▸ Given request
Write out the records from the line with "segment: yellow-green foliage" to the line with "119 59 L 119", swapping "foliage" for "leaves" and leaving everything else as it stands.

------ Records shown

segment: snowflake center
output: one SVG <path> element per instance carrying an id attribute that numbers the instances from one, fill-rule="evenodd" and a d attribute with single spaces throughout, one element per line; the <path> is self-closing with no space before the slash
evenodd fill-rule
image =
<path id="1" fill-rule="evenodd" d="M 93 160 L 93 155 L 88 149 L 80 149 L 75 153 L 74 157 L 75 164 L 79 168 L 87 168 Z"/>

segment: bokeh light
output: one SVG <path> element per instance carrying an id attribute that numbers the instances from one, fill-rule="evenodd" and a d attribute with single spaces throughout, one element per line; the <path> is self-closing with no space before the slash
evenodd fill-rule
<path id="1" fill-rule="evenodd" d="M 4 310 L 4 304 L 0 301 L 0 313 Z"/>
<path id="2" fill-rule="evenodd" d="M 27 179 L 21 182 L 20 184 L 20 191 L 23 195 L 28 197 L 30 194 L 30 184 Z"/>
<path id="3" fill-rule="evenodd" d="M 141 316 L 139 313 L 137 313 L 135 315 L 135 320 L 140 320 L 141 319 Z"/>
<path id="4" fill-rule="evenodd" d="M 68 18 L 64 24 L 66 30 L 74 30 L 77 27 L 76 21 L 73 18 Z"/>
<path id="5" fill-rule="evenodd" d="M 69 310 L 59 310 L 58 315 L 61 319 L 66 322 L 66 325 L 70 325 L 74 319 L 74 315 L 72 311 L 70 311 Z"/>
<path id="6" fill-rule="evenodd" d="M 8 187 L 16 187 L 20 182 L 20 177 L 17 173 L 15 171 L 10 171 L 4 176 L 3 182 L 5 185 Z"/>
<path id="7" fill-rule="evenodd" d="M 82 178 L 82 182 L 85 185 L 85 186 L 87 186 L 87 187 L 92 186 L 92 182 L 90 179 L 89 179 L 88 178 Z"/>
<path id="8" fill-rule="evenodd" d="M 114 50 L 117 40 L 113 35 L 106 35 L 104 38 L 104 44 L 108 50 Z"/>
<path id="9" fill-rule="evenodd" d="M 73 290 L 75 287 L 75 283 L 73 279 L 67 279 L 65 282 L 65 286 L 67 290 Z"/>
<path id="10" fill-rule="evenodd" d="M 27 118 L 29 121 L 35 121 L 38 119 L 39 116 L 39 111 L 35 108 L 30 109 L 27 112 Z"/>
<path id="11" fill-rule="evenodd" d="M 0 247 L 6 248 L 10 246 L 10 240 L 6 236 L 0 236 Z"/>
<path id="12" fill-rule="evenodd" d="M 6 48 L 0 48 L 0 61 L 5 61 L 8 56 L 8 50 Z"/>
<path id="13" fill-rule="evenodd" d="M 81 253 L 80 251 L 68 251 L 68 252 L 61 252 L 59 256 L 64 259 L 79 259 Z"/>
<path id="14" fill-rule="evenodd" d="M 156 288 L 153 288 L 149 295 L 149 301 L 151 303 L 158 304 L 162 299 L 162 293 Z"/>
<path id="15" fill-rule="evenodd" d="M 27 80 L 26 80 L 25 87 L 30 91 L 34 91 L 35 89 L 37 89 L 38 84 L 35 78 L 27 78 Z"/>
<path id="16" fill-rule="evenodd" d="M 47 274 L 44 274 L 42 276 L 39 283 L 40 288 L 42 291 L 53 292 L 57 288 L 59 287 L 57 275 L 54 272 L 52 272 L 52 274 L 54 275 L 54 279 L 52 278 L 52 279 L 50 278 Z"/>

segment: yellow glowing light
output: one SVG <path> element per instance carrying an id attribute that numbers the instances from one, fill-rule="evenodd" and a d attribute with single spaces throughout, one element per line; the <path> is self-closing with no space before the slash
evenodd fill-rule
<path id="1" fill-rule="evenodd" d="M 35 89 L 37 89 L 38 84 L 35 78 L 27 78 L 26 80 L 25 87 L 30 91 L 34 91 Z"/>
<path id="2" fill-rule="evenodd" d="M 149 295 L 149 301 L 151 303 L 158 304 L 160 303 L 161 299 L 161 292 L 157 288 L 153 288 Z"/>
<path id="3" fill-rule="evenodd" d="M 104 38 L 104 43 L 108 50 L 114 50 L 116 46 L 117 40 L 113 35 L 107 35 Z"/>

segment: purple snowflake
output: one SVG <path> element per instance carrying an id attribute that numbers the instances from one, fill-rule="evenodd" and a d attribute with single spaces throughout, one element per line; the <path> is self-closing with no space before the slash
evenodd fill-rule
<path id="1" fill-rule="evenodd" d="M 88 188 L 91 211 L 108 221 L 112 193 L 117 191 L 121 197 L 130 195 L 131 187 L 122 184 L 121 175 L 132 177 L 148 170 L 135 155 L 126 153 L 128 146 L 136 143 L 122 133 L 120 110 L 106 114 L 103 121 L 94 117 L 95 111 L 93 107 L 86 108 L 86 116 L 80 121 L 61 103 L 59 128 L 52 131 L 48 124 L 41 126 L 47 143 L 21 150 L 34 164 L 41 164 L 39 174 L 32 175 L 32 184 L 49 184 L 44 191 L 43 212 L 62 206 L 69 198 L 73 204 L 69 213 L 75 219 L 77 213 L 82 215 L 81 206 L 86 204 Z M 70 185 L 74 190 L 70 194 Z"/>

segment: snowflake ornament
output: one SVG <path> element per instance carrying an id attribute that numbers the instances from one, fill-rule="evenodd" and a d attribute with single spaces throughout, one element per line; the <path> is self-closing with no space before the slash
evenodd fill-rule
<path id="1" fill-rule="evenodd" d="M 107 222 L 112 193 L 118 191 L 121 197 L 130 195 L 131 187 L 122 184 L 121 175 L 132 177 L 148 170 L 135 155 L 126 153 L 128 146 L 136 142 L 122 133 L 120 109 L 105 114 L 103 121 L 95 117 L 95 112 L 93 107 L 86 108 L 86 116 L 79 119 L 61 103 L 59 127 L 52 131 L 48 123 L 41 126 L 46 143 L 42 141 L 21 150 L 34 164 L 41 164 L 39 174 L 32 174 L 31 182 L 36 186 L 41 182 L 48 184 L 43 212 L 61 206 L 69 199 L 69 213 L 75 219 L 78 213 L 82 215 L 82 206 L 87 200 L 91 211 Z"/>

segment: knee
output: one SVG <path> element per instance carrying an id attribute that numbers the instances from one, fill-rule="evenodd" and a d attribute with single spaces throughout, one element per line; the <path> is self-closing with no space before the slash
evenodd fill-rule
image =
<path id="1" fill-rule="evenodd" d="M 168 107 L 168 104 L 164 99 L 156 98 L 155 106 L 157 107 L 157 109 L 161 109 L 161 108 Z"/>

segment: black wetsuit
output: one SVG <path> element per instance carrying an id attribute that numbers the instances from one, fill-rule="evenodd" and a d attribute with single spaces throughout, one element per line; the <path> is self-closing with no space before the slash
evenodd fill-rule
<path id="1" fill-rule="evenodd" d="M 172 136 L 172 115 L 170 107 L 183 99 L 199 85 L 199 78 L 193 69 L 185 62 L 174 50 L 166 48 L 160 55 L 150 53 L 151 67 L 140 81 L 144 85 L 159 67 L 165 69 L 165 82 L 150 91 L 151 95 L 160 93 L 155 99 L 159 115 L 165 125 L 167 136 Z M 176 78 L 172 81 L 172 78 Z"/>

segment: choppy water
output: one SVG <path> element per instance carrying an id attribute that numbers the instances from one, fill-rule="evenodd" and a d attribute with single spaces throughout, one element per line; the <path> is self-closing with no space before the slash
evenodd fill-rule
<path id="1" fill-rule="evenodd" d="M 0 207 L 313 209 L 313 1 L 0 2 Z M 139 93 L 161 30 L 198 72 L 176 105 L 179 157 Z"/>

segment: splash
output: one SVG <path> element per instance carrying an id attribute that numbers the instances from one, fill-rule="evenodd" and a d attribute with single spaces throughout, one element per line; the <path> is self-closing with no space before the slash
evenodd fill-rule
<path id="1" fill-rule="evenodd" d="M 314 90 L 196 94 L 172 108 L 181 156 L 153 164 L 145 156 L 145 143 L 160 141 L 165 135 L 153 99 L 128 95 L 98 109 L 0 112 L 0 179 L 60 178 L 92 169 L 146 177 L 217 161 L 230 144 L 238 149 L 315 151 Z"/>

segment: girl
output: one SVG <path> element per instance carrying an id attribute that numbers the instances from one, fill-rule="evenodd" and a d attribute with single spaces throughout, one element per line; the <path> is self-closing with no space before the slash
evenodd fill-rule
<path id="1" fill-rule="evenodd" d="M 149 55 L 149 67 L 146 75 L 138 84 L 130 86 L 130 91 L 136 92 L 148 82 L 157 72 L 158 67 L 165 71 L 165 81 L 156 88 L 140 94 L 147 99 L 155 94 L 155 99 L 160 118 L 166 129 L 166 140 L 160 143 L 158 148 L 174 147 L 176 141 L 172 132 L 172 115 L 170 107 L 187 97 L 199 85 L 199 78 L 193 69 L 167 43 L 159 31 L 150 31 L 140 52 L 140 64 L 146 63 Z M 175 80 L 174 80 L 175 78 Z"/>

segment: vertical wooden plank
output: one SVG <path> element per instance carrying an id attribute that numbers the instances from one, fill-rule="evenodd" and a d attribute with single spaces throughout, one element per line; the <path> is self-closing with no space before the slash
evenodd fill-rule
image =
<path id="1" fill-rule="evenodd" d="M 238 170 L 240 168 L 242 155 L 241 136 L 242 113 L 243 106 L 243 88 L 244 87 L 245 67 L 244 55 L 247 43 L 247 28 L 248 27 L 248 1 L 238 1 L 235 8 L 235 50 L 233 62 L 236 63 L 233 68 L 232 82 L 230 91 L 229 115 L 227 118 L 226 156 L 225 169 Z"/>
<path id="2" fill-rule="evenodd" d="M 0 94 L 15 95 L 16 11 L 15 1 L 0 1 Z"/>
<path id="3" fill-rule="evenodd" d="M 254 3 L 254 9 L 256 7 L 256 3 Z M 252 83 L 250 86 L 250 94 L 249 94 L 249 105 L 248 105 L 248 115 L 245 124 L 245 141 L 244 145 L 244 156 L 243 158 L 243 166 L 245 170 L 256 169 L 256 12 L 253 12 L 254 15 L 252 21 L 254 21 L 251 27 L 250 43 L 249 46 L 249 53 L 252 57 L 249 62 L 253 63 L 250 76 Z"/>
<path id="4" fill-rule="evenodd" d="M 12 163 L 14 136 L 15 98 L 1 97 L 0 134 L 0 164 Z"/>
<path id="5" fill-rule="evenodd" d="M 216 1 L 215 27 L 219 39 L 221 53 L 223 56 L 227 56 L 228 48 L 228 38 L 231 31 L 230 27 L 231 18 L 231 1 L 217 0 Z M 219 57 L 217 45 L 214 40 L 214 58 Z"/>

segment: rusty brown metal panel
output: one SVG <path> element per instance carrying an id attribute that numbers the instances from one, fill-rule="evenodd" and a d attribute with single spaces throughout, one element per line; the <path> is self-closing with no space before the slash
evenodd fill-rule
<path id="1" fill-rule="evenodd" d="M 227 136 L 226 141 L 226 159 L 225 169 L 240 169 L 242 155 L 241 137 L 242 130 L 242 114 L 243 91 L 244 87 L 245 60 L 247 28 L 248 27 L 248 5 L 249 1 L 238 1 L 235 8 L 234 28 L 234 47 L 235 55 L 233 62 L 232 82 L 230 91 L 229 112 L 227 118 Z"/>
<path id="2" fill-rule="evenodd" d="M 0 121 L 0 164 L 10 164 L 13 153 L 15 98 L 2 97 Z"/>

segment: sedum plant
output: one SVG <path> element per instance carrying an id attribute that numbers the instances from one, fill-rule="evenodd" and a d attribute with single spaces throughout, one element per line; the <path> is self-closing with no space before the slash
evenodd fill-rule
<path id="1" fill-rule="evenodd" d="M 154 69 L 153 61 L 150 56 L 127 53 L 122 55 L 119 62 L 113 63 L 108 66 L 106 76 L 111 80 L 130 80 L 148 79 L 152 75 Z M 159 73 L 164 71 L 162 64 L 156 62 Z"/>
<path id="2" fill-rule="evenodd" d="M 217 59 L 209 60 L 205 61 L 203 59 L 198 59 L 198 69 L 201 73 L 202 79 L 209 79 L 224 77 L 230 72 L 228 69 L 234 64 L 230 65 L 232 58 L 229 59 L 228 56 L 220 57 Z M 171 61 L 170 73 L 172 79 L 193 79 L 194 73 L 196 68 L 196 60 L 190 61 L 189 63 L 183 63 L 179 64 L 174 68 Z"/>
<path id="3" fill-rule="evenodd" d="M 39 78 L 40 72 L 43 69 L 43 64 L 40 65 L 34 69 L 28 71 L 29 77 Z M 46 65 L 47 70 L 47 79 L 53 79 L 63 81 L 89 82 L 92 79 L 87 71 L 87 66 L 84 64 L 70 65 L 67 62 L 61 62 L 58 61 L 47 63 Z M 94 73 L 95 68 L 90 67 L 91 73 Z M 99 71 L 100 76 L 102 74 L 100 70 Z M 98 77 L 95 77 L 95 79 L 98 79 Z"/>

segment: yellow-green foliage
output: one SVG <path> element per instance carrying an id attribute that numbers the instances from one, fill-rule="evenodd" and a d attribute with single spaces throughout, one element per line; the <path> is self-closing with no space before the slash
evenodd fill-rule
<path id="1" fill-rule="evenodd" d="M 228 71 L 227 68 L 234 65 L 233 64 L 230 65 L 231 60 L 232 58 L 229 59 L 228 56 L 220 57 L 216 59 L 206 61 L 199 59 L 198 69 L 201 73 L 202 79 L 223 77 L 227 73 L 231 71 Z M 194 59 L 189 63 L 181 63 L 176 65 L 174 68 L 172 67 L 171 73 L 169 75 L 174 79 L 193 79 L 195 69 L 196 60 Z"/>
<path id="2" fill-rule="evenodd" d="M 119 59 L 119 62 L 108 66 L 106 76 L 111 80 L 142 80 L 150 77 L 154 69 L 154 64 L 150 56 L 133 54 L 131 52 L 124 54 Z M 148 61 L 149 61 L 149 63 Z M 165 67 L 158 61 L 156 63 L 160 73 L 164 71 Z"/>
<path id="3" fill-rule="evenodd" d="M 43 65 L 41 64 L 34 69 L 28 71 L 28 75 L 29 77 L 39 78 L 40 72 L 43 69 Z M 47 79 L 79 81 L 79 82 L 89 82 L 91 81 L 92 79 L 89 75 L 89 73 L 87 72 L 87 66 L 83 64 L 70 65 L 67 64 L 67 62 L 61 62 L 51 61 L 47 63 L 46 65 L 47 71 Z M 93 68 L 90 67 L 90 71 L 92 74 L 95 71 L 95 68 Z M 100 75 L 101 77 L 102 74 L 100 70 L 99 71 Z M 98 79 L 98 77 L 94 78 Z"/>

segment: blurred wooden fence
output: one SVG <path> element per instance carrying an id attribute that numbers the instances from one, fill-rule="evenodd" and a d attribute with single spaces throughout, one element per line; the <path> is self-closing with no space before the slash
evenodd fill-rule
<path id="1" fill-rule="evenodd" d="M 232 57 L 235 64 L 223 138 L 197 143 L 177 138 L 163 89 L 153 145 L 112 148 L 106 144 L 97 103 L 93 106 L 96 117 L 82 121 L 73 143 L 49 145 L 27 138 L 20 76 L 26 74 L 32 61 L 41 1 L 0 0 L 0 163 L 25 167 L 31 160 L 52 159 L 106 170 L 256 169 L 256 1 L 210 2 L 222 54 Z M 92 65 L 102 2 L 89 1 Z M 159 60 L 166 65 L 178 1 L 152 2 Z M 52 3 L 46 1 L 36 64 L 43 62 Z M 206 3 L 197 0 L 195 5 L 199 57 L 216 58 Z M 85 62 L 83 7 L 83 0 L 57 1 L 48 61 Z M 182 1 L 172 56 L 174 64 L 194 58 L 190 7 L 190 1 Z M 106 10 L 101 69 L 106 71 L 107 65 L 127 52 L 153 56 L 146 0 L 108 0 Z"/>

------------

▸ Task response
segment: yellow-green leaves
output: one SVG <path> element per instance carrying an id attribute that numbers the instances from one, fill-rule="evenodd" and a d attribute with single spaces throughout, one element per line; the <path> is self-closing with no space before the slash
evenodd fill-rule
<path id="1" fill-rule="evenodd" d="M 228 71 L 227 68 L 234 65 L 233 64 L 230 65 L 231 60 L 232 58 L 229 59 L 228 56 L 220 57 L 216 59 L 206 61 L 199 59 L 198 69 L 201 73 L 202 79 L 223 77 L 227 73 L 231 71 Z M 194 59 L 189 63 L 181 63 L 176 65 L 174 68 L 172 67 L 171 73 L 169 75 L 174 79 L 193 79 L 195 69 L 196 60 Z"/>
<path id="2" fill-rule="evenodd" d="M 119 59 L 119 62 L 108 66 L 106 76 L 111 80 L 142 80 L 150 77 L 154 69 L 154 64 L 150 56 L 133 54 L 131 52 L 124 54 Z M 148 61 L 149 61 L 149 63 Z M 165 67 L 158 61 L 156 63 L 160 73 L 164 71 Z"/>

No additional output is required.